* [TEXT EXTRACT]:
▼▼▼
The principal of the school, Olukunle, was a Christian of Baptist persuasion, while his deputy, a woman from eastern Nigeria was a Catholic. But the head teacher, a Yoruba like Olukunle, was a Muslim and the Mathematics teacher, otherwise called Mastilo, as well as his Fine Arts counterpart, were never known to be identified with any particular religion. In fact, every Wednesday, during the time for religious activities, they were known to be engaged in the game of scrabble or Ayo, while the French teacher would twang away on his guitar with a sizeable number of students forming his audience. I recall that he later joined the famous juju music band of King Sunny Ade and toured many parts of the world with the international musician. Notably also we had Mr. Kodjo, a Ghanaian as English Teacher and he was probably a Protestant as he was always to be found in scriptural debate with the headmaster during the Physical Education period later in the afternoon.
▲▲▲
* [DATASET RECORDS]:
▼▼▼
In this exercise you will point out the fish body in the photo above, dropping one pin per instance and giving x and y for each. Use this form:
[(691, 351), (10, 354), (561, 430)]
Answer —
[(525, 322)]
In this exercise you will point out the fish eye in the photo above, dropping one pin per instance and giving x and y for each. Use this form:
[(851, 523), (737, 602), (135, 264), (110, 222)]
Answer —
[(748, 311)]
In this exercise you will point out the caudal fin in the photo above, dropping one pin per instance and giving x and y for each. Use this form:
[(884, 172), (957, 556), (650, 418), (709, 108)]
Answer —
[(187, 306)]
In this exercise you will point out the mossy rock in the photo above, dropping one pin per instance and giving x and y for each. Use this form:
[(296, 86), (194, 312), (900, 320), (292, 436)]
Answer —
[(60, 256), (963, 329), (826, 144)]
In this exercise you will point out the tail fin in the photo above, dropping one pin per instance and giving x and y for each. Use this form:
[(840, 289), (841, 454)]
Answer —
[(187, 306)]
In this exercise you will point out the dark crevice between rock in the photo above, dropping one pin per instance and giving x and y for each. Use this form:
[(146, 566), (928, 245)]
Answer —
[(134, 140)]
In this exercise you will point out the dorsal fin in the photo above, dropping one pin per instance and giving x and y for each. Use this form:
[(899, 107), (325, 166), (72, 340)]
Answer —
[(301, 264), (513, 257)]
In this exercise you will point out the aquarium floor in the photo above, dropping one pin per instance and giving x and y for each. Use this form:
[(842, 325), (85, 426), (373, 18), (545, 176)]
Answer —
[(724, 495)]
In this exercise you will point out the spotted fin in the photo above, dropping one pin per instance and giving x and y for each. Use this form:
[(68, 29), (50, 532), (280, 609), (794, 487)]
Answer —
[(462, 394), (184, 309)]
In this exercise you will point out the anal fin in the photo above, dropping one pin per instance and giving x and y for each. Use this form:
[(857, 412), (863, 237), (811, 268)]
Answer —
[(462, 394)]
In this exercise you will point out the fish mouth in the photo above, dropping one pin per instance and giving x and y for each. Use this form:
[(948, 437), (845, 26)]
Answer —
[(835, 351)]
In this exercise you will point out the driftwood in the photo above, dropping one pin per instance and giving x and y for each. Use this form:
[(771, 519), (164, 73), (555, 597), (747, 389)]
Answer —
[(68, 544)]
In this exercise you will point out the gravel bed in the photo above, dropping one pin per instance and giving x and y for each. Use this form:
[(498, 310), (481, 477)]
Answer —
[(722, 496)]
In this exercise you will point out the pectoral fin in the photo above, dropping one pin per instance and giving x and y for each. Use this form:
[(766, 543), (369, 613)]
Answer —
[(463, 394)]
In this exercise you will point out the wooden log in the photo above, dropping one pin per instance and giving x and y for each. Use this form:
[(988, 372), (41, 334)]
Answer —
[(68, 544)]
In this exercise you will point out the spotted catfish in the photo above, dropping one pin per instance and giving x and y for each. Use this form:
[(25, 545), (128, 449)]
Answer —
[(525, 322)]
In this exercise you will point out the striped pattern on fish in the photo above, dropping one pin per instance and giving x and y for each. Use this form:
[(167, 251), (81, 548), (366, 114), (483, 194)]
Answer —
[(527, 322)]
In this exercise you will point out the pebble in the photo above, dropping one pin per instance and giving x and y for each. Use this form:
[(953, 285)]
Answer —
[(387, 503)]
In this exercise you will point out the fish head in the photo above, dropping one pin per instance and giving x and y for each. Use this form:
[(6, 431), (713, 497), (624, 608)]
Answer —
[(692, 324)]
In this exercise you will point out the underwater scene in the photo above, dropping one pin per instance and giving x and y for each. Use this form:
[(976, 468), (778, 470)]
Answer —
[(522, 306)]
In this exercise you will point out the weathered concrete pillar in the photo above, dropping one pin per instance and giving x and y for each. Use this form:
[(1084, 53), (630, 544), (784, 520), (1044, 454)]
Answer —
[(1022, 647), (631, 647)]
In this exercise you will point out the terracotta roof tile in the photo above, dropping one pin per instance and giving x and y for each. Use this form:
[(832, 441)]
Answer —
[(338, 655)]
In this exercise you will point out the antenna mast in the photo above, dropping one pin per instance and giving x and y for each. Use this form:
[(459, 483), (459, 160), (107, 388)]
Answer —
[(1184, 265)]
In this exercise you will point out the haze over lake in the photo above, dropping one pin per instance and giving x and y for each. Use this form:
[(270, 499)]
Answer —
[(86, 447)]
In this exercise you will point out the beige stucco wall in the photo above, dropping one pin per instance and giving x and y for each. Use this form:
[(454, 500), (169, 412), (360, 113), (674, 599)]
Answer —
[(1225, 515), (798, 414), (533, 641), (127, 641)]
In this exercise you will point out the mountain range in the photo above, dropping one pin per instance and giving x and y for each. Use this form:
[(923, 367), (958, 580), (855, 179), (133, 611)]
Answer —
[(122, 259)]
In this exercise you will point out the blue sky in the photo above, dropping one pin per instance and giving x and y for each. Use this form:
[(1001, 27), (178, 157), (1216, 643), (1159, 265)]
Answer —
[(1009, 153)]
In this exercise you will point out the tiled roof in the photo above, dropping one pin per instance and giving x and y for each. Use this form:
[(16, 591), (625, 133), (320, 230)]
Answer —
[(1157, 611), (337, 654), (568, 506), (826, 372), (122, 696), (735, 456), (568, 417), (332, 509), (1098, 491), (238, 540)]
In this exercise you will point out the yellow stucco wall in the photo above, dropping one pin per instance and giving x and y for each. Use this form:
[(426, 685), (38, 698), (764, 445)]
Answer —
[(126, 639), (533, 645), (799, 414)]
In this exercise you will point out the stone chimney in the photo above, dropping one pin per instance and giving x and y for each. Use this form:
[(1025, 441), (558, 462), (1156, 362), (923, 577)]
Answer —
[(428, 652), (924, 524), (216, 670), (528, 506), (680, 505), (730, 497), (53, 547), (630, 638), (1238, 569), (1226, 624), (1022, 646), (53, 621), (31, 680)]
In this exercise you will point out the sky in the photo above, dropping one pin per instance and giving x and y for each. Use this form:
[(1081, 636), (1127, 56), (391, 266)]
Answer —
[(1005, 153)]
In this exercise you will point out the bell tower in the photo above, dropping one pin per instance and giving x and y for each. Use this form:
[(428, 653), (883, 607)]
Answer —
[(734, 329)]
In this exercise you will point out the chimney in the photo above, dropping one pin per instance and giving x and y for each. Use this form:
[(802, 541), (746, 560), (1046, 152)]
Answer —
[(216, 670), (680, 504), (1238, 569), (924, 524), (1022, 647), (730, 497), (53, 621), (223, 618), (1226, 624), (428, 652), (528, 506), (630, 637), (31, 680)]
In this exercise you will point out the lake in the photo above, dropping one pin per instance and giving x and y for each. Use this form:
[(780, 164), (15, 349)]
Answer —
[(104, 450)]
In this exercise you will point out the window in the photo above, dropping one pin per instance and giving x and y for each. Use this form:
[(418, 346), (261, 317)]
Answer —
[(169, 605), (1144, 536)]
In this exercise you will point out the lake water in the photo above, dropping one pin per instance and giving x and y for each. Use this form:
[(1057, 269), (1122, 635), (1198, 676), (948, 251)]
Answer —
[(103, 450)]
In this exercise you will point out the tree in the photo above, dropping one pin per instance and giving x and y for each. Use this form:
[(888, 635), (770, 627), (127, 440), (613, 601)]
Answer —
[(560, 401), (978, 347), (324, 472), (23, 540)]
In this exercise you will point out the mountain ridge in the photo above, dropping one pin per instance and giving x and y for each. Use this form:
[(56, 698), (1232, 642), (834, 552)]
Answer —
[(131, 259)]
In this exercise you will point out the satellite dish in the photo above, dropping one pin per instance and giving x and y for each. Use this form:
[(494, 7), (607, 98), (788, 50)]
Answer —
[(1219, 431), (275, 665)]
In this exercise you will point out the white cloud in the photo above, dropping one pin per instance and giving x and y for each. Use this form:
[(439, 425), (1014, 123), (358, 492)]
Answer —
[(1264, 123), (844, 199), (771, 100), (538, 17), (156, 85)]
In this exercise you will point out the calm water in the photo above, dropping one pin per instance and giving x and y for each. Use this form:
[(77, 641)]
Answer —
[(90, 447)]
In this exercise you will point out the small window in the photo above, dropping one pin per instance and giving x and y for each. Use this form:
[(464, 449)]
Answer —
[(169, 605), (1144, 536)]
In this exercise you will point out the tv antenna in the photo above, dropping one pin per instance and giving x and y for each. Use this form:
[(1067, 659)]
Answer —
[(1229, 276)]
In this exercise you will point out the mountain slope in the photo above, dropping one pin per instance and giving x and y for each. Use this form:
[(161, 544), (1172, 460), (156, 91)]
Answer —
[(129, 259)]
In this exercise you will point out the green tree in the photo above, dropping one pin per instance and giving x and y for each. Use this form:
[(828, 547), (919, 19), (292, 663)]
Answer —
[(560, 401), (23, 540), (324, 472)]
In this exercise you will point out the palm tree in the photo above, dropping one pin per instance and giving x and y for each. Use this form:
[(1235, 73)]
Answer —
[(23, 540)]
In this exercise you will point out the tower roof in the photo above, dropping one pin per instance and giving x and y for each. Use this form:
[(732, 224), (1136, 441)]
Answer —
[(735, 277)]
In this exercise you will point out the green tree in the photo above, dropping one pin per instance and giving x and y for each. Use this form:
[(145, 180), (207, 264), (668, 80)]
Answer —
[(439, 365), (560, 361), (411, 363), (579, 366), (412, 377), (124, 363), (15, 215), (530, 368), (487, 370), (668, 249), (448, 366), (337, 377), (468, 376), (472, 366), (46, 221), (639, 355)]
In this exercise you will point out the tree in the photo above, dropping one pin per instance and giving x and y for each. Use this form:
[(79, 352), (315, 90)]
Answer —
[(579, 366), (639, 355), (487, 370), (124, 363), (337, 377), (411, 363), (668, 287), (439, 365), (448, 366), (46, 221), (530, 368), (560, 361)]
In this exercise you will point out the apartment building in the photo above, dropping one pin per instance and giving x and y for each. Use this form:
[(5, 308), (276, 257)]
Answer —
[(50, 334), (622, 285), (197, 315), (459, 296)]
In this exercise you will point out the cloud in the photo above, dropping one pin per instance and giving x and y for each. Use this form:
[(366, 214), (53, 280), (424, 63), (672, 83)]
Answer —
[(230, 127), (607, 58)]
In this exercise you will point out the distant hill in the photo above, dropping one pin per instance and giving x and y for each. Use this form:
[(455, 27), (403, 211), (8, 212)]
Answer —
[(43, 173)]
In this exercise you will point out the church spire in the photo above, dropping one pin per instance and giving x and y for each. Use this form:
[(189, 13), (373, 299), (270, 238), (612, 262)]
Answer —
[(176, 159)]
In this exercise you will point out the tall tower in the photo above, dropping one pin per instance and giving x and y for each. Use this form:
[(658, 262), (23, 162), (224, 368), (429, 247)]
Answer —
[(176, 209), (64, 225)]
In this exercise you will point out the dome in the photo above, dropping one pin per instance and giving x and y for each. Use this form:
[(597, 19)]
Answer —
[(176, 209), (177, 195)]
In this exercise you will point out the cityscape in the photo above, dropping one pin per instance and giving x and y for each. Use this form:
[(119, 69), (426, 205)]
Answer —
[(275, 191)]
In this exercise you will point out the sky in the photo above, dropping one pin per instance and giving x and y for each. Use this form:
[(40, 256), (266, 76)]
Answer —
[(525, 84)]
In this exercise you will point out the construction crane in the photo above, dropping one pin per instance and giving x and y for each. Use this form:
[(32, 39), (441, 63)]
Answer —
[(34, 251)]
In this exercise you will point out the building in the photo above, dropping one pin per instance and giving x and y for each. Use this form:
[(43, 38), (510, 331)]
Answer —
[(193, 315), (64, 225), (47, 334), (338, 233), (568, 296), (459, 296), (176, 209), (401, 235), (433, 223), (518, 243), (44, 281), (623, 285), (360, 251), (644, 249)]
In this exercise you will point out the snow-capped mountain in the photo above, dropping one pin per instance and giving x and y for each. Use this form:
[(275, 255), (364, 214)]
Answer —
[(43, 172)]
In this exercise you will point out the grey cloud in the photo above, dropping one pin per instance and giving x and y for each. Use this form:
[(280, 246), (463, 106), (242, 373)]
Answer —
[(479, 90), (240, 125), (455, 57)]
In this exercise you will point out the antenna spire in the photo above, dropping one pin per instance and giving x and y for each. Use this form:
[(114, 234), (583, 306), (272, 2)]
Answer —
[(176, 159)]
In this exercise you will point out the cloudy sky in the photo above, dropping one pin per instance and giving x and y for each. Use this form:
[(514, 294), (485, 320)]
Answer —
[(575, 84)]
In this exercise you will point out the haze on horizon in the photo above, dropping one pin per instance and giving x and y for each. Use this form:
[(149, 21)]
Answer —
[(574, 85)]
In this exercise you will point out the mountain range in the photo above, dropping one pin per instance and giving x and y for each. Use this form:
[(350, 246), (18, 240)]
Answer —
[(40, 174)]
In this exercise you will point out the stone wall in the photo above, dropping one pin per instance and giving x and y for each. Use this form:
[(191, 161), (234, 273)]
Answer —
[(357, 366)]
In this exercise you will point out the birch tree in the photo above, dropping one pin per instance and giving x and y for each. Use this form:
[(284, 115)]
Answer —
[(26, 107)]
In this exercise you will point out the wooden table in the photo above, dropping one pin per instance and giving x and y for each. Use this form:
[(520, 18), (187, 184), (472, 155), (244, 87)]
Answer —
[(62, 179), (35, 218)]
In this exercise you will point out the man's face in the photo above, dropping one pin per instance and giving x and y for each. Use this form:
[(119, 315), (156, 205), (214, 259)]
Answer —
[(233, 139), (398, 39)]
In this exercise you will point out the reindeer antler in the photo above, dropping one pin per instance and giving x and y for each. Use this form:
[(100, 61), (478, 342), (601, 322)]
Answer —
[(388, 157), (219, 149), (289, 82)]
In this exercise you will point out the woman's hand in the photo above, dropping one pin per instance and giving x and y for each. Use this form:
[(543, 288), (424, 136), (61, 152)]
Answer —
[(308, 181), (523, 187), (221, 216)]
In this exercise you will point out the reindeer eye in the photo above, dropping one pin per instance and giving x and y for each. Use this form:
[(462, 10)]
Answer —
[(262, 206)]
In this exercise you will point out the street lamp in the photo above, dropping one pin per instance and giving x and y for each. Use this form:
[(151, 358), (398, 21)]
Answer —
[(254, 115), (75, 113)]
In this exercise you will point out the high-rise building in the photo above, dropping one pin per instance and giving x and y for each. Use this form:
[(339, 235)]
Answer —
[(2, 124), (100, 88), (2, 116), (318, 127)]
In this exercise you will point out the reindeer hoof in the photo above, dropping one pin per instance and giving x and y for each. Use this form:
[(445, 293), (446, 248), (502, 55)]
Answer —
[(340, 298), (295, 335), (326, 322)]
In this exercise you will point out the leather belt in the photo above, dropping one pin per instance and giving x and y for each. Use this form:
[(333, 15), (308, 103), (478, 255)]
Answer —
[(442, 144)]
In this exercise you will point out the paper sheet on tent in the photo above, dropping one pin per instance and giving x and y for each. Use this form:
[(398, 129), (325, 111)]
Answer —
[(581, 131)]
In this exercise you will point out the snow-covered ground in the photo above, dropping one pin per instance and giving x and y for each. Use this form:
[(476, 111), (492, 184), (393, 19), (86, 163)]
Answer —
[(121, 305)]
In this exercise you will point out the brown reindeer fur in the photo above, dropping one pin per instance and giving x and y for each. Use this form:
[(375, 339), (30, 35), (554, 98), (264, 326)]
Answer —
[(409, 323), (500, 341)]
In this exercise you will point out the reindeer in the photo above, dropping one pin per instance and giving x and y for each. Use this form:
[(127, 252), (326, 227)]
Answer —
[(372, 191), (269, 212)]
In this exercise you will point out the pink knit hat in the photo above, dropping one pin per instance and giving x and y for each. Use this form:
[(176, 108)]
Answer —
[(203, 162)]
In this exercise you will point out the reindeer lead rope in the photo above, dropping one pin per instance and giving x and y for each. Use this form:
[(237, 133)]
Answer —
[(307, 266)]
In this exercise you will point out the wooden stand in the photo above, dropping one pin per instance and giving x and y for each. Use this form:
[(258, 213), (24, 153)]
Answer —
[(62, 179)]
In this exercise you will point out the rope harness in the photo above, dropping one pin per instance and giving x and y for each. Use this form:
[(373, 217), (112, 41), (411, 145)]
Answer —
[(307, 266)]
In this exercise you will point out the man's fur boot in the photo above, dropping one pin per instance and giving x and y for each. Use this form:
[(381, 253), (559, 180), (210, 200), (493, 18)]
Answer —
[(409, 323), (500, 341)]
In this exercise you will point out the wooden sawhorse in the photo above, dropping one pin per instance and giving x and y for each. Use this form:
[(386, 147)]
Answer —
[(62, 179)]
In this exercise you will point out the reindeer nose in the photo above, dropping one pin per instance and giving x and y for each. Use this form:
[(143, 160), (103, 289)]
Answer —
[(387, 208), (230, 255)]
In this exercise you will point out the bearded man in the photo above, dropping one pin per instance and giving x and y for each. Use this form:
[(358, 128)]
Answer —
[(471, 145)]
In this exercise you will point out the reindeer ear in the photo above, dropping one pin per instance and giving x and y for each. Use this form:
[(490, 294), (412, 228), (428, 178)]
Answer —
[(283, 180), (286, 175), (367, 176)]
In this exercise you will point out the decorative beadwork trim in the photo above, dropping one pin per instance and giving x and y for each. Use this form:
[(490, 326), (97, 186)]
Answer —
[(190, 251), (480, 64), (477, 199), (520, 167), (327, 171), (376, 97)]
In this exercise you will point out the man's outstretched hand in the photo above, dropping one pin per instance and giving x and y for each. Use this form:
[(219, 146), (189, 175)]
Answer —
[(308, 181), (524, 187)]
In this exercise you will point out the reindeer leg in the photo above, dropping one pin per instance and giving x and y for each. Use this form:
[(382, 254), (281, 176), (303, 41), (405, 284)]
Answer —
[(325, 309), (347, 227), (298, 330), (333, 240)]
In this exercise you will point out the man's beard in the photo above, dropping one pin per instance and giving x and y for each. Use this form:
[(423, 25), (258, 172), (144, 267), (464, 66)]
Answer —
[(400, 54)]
▲▲▲
* [SET OF TASKS]:
1. Do the following statements agree with the passage about the school staff? Answer yes or no for each, quoting the deciding words.
(a) The principal's deputy was a Catholic woman from eastern Nigeria.
(b) The head teacher was a Baptist.
(c) The French teacher spent the Wednesday religious period playing scrabble.
2. Using the passage about the school staff, answer each question briefly.
(a) On which day of the week was time set aside for religious activities?
(b) Whose band did the French teacher later join?
(c) What was Mr. Kodjo's nationality?
3. Carry the passage about the school staff forward from its final sentence.

* [ANSWERS BELOW]:
1.
(a) Yes: "his deputy, a woman from eastern Nigeria was a Catholic"
(b) No: "the head teacher, a Yoruba like Olukunle, was a Muslim"
(c) No: "the French teacher would twang away on his guitar with a sizeable number of students forming his audience"

2.
(a) Wednesday
(b) King Sunny Ade's juju music band
(c) Ghanaian

3.
The school, as a matter of fact, harboured a mosque next door to the junior staff quarters on the southern part of the vast compound. Few metres away, where the long block of classrooms for the junior class land marked by the famous footpath to the football pitch, was the little prayer house which served as the church. It was in the same room that the music lesson took place because of the organ that had been mounted in it. It would not be a surprise that much of the content of the music class was based on liturgical hymns and themes. But almost, or so it seemed, the entire student population participated in the activities in the room. This was evident by the fact that the Muslim-dominated student populace had to be organized into groups so the activities of the little rooms could accommodate them.
Besides, the students met in other extra-curricular activities that defined the social life of the school. The drama society was as strong as the literary and debating society. There were the Man O' War, Girl's Guide, Boys Scout, Junior Scientists, Farmer's Club, Home Science club, the Red Cross, the First Aid team as well as the various sporting clubs led by the Winsome Football Club for which I was the ruthless Number 6.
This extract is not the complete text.